• Problem set:
1/ Revise the forum thread on groups of order $4n+2$ from "Here is what" up to and including "i.e. $\ker(\psi)=H$ ?", replacing "isomorphism" with "bijection".
2/ For each statement about the forum thread on groups of order $4n+2$, answer yes or no and quote the words that decide it. (a) The asker says the order $4n+2$ of $G$ was never used in the argument. (b) The best answer says $G$ contains an element of order $3$. (c) The best answer suggests writing $\psi(H)\cong \mathbb{Z}_2$ in place of $\phi(H)\cong \mathbb{Z}_2$.

-- start of Passage provided --

Every group of order $4n+2$ has a subgroup of index $2$.
Here is what I have.
Let $G$ acts on itself with left shifts:
$$(\forall g\in G)(\forall x\in G) \quad g(x) = gx, \quad \phi: G \rightarrow S(G).$$
Then $\ker\phi = \{{\rm id}\}, \phi(G) \cong G \cong H \leq S_n.$
Let $\forall h \in H \quad\psi(h) = {\rm sign}(h), \phi(H) \cong \mathbb{Z}_2 \cong H/\ker\psi \implies |H/\ker\psi| = |H : \ker\psi| = 2$
And for isomorphism $\theta : G \rightarrow H \quad K = \theta^{-1}(\ker\psi) \leq G, |G : K| = 2$.
But I never used the fact that order $G$ is $4n+2$. What's wrong? Thanks.
Best Answer
You write $\phi(H)\cong \mathbb{Z}_2$ whereas I think you should write $\psi(H)\cong \mathbb{Z}_2$.
But why $\psi(H)\cong \mathbb{Z}_2$? Why not $\psi(H)\cong 1$ i.e. $\ker(\psi)=H$ ?
Use the fact that $2\mid |G|$. So $G$ contains an element of order $2$ which is a product of $2n+1$ transpositions in $H$. Hence has sign $-1$ ....

-- end of Passage provided --
-- start of Rows --

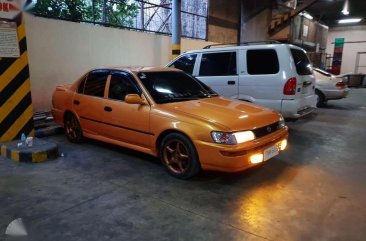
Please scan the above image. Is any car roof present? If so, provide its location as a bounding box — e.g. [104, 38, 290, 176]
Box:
[184, 43, 304, 54]
[90, 66, 182, 73]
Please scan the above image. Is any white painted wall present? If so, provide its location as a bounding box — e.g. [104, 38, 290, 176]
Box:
[326, 26, 366, 74]
[25, 15, 210, 111]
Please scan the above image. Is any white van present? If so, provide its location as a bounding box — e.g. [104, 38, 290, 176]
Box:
[167, 41, 317, 118]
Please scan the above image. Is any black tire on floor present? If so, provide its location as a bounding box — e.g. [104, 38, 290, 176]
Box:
[159, 133, 201, 179]
[64, 113, 84, 143]
[315, 90, 327, 107]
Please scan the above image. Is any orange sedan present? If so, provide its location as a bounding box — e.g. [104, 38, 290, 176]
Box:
[52, 68, 288, 179]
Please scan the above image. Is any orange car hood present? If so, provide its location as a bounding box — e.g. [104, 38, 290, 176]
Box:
[160, 97, 279, 131]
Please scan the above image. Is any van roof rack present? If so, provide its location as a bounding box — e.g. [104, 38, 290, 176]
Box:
[203, 40, 281, 49]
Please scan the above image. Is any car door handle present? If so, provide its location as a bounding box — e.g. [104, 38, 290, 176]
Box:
[104, 106, 112, 112]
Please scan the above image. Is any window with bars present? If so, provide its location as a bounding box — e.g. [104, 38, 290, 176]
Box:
[32, 0, 208, 39]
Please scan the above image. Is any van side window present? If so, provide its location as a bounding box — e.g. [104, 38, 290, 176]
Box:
[169, 54, 197, 74]
[247, 49, 280, 75]
[84, 70, 109, 97]
[291, 49, 313, 75]
[199, 52, 237, 76]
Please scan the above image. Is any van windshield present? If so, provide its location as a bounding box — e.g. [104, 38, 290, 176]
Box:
[291, 49, 313, 75]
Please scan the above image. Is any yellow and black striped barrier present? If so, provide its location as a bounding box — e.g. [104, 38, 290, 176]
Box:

-- end of Rows --

• Results in order:
1/
Here is what I have.
Let $G$ acts on itself with left shifts:
$$(\forall g\in G)(\forall x\in G) \quad g(x) = gx, \quad \phi: G \rightarrow S(G).$$
Then $\ker\phi = \{{\rm id}\}, \phi(G) \cong G \cong H \leq S_n.$
Let $\forall h \in H \quad\psi(h) = {\rm sign}(h), \phi(H) \cong \mathbb{Z}_2 \cong H/\ker\psi \implies |H/\ker\psi| = |H : \ker\psi| = 2$
And for bijection $\theta : G \rightarrow H \quad K = \theta^{-1}(\ker\psi) \leq G, |G : K| = 2$.
But I never used the fact that order $G$ is $4n+2$. What's wrong? Thanks.
Best Answer
You write $\phi(H)\cong \mathbb{Z}_2$ whereas I think you should write $\psi(H)\cong \mathbb{Z}_2$.
But why $\psi(H)\cong \mathbb{Z}_2$? Why not $\psi(H)\cong 1$ i.e. $\ker(\psi)=H$ ?

2/
(a) Yes: "But I never used the fact that order $G$ is $4n+2$."
(b) No: "So $G$ contains an element of order $2$ which is a product of $2n+1$ transpositions in $H$."
(c) Yes: "You write $\phi(H)\cong \mathbb{Z}_2$ whereas I think you should write $\psi(H)\cong \mathbb{Z}_2$."